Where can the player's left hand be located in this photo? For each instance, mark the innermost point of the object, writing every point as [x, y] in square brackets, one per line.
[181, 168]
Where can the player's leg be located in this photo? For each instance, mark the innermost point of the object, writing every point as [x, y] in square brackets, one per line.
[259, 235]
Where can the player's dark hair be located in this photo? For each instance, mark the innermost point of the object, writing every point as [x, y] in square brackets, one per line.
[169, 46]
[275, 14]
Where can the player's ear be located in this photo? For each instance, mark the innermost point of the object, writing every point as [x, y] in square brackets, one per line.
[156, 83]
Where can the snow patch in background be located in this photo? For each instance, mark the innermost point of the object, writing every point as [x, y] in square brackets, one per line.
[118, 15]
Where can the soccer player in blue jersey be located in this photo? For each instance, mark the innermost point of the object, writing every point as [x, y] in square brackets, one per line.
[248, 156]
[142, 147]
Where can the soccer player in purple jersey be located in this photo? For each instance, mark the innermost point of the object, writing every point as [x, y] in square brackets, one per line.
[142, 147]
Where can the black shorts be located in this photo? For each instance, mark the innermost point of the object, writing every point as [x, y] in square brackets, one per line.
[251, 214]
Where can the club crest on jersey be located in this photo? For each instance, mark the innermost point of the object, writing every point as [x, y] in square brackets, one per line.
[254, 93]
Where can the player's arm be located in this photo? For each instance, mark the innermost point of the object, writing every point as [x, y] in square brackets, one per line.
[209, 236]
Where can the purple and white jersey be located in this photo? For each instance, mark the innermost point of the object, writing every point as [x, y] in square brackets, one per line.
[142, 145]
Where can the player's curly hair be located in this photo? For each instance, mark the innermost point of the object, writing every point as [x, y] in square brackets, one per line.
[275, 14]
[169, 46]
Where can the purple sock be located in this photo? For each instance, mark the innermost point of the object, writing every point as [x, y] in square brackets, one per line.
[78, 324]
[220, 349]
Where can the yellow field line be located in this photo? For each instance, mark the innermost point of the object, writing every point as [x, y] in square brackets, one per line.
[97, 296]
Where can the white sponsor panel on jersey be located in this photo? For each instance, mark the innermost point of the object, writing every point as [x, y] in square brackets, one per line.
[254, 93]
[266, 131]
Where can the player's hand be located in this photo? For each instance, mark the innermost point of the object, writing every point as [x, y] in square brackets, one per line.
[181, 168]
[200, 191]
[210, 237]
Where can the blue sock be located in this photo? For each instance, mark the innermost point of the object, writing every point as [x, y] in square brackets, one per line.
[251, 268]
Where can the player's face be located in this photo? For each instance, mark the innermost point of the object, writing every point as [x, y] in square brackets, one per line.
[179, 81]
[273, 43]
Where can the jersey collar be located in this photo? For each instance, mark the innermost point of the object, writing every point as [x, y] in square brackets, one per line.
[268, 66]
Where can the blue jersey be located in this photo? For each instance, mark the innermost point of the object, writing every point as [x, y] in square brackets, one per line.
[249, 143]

_Direction:_ Return the lines above, from the one containing "Where can the player's face" to the end, exactly as they stand.

_Worked solution:_
Where can the player's face be located in this photo? For each instance, mark the innermost point of the object, writing every point as [x, y] in square brackets, one per line.
[179, 81]
[273, 43]
Where can the jersey collar be located in this photo? For each instance, mark the innermost point of the object, writing every point as [x, y] in square brackets, one per line.
[268, 66]
Where can the blue jersey be located in this photo? For each instance, mark the innermost point of the object, writing every point as [x, y] in square brackets, one per line.
[249, 143]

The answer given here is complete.